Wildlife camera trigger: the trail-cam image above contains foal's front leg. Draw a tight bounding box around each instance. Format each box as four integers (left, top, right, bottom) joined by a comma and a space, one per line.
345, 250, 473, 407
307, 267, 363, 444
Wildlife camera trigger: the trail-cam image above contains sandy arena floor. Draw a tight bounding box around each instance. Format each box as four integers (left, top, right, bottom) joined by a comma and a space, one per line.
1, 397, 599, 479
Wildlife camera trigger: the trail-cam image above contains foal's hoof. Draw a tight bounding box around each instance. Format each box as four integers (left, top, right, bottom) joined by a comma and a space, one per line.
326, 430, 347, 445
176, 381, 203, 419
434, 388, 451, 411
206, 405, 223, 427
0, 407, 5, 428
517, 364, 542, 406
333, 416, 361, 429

***

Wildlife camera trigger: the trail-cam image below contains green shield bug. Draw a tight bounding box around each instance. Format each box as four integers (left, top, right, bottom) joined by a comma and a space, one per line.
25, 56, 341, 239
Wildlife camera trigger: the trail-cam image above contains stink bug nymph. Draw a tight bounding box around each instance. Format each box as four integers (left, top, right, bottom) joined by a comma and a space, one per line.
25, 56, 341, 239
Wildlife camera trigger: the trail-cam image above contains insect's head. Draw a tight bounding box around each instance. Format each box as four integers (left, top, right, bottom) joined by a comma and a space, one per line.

***

* **Directions for this task**
All that belongs in your answer is the stretch of entries above from the line with "above contains stink" through the line with "above contains insect's", printed exactly.

* **Solution**
Wildlife camera trigger: the trail-cam image above contains stink bug nymph. Draw a tight bounding box around each instance. Format each box as four integers (left, top, right, bottom) joined by a comma and a space, one per line.
25, 56, 341, 239
Wildlife camera trigger: the trail-cam image above contains insect's head. Draw a tight bounding box around each instance. Format each box as four integers (left, top, right, bottom) joined by a comma and a space, one per line.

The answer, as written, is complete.